----- Extracted information

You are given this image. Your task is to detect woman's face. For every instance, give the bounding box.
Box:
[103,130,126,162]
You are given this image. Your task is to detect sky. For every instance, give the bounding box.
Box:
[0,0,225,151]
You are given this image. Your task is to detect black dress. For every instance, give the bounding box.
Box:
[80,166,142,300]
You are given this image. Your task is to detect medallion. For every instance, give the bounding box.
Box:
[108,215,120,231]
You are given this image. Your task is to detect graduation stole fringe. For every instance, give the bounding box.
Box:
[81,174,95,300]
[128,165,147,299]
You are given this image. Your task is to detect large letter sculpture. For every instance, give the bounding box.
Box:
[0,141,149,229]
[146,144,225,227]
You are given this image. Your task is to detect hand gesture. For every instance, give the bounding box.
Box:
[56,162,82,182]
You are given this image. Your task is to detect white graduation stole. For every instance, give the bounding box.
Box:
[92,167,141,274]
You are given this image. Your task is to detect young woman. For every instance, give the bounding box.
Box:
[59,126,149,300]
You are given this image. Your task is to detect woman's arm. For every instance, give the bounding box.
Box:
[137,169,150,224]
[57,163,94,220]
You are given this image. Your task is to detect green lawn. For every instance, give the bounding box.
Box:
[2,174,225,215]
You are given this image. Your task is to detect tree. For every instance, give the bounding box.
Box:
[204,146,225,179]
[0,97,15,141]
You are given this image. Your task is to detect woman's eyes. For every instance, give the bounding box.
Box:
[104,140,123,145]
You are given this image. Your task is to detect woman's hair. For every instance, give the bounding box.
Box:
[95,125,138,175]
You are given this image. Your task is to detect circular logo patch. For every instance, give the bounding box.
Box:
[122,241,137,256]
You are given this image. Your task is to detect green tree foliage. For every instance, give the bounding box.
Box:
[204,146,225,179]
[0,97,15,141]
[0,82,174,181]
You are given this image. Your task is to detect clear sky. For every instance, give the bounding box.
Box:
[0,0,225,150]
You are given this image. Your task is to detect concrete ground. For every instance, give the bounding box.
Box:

----------

◆ The problem: Please quote all of the material above word for word.

◆ Answer to this exercise:
You are given this image. Your task is to detect woman's face. For every instance, give the bounding box.
Box:
[103,130,126,162]
You are given this image. Your task is to detect sky. For every instance, give the bounding box.
Box:
[0,0,225,151]
You are given this image. Your task is to detect black dress. For every instance, give the bounding box.
Box:
[80,166,142,300]
You are given this image. Your task is to detect medallion. For every instance, give the bounding box.
Box:
[108,215,120,231]
You are given this image. Your task is to detect graduation stole fringe. For every instance, give the bounding box.
Box:
[81,174,95,300]
[128,165,147,299]
You are given this image. Your task is to detect large letter sculpture. For every instance, give the bounding box.
Box:
[0,141,149,229]
[146,144,225,227]
You are given this image. Your task is to detect hand gesture. For every instance, give the bounding box.
Box:
[56,162,82,182]
You are given this image. Your task is to detect white graduation stole. For every instance, give the bounding box.
Box:
[92,167,141,274]
You are given this image. Your task is to detect young woman. For every instance, give the bounding box.
Box:
[59,126,149,300]
You are given this image. Your task is to detect woman's arm. For every instance, give the bounding box.
Box:
[137,169,150,224]
[57,163,94,220]
You are given this image. Your task is to detect green lawn. For every instance, give the bounding box.
Box:
[2,174,225,215]
You are given this image. Your task is to detect tree. For every instance, give the bounding box.
Box:
[204,146,225,179]
[0,97,15,141]
You are given this image. Your task is to detect woman's eyes. For every instance, give the bounding box.
Box:
[104,140,123,145]
You are given this image. Your task is to detect woman's hair. For every instance, give the bounding box.
Box:
[95,125,138,175]
You are given this image. Your task is to detect circular logo patch. For every instance, give the bounding box.
Box:
[122,241,137,256]
You are given this image. Your task is to detect green tree foliage. For every instance, give the bounding box.
Box:
[204,146,225,179]
[0,97,15,141]
[0,82,174,181]
You are given this image. Your task is to detect clear sky. For every instance, give the bounding box.
Box:
[0,0,225,150]
You are given this image. Your task is to detect concrete ground. For every instance, give the bounding box.
Box:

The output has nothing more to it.